Requirement:
Write out the records below once more, exactly as they stand.

** start of Records for the exercise **

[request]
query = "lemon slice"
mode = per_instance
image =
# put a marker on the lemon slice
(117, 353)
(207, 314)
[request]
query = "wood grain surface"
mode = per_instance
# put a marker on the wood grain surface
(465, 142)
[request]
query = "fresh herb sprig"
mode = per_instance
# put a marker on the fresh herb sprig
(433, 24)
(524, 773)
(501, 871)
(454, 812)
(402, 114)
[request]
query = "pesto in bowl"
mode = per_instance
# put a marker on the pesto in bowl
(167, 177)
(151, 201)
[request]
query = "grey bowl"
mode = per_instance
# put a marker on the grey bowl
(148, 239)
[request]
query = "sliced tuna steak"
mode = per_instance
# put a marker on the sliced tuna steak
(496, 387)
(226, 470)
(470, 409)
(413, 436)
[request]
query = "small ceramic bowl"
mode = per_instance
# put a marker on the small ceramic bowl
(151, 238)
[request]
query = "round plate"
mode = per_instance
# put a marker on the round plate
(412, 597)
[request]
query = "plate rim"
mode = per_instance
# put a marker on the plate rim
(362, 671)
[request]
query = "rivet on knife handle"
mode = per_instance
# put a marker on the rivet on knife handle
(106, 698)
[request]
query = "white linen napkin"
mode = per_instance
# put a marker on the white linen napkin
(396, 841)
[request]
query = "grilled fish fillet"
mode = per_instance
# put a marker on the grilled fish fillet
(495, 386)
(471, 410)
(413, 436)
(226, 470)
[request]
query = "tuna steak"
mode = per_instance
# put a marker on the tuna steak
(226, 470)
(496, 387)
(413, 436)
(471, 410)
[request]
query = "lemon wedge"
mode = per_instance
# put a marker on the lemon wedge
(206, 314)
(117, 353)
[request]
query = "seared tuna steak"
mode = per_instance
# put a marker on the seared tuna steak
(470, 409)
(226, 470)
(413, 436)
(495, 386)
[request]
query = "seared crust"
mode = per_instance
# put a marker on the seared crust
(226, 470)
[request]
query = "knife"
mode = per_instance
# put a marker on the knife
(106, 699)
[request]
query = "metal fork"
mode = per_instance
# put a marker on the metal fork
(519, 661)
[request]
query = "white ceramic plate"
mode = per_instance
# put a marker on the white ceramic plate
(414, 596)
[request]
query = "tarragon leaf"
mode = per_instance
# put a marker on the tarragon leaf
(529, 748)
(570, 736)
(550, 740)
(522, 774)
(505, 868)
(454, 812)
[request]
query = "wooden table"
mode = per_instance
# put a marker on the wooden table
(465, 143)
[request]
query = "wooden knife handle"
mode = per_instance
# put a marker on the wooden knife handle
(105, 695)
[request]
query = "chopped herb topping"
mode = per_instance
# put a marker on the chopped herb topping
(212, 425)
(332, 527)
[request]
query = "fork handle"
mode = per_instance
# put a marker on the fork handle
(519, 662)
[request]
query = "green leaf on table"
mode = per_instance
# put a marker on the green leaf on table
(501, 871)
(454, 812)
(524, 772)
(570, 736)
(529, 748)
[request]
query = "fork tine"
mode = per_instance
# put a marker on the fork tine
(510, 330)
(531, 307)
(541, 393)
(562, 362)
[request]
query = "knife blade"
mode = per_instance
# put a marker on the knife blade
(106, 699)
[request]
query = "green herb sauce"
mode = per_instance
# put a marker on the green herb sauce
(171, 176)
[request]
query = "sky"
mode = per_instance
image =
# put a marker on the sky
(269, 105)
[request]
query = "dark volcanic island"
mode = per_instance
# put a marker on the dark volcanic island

** end of Records for the exercise **

Answer to this task:
[request]
query = "lemon slice"
mode = per_instance
image =
# put a marker on the lemon slice
(117, 353)
(207, 314)
[request]
query = "wood grain surface"
mode = per_instance
# put a marker on the wood grain surface
(465, 142)
[request]
query = "fresh herb sprig"
mode = per_instance
# put a marker on the fresh herb sprig
(433, 24)
(524, 773)
(501, 871)
(454, 812)
(402, 114)
[request]
query = "pesto in bowl"
mode = per_instance
# put a marker on the pesto in bowl
(167, 177)
(151, 201)
[request]
query = "grey bowl"
mode = per_instance
# put a marker on the grey bowl
(148, 239)
[request]
query = "sliced tuna steak"
mode = per_instance
# put a marker on the sliced tuna steak
(496, 387)
(226, 470)
(470, 409)
(413, 436)
[request]
query = "small ceramic bowl"
mode = per_instance
# put a marker on the small ceramic bowl
(151, 238)
[request]
query = "round plate"
mode = per_instance
# put a marker on the round plate
(412, 597)
[request]
query = "plate rim"
mode = per_instance
# put a marker on the plate rim
(362, 671)
[request]
query = "rivet on knife handle"
mode = per_instance
# put a marker on the rivet on knife handle
(106, 698)
[request]
query = "white linen napkin"
mode = per_instance
# put a marker on the white linen napkin
(396, 841)
[request]
query = "grilled fish fillet"
mode = per_instance
# put a marker on the grilled fish fillet
(495, 386)
(471, 410)
(413, 436)
(226, 470)
[request]
query = "tuna steak"
mode = per_instance
# put a marker on the tuna steak
(226, 470)
(496, 387)
(413, 436)
(471, 410)
[request]
query = "lemon wedge"
mode = per_instance
# put a marker on the lemon wedge
(206, 314)
(117, 353)
[request]
query = "seared tuna steak"
mode = per_instance
# put a marker on the seared tuna steak
(470, 409)
(226, 470)
(413, 436)
(495, 386)
[request]
query = "seared crust"
mode = per_instance
# put a marker on the seared crust
(226, 470)
[request]
query = "knife"
mode = per_instance
# put a marker on the knife
(106, 699)
[request]
query = "metal fork"
mode = per_instance
# put a marker on the metal fork
(519, 661)
[request]
query = "white ceramic plate"
mode = per_instance
# put a marker on the white ceramic plate
(414, 596)
[request]
query = "tarragon leaf"
mode = per_instance
# put a marker on the tarragon leaf
(529, 748)
(570, 736)
(550, 740)
(522, 774)
(505, 868)
(454, 812)
[request]
query = "wooden table"
mode = per_instance
# put a marker on the wooden table
(465, 143)
[request]
query = "wooden knife handle"
mode = per_instance
# put a marker on the wooden knife handle
(105, 695)
[request]
query = "chopped herb topping"
mode = per_instance
# put a marker on the chopped herb topping
(212, 425)
(332, 527)
[request]
query = "fork handle"
mode = per_instance
# put a marker on the fork handle
(519, 662)
[request]
query = "green leaf on table"
mode = per_instance
# put a marker on the green leaf on table
(501, 871)
(454, 812)
(524, 772)
(570, 736)
(529, 748)
[request]
query = "fork tine"
mode = per_instance
# put a marker on the fork tine
(510, 330)
(531, 307)
(541, 393)
(562, 362)
[request]
query = "knife blade"
mode = per_instance
# put a marker on the knife blade
(106, 699)
[request]
query = "green herb sauce"
mode = per_instance
# put a marker on the green herb sauce
(171, 176)
[request]
query = "sky"
mode = per_instance
image =
# put a marker on the sky
(269, 105)
[request]
query = "dark volcanic island"
mode = per_instance
# put a marker on the dark volcanic island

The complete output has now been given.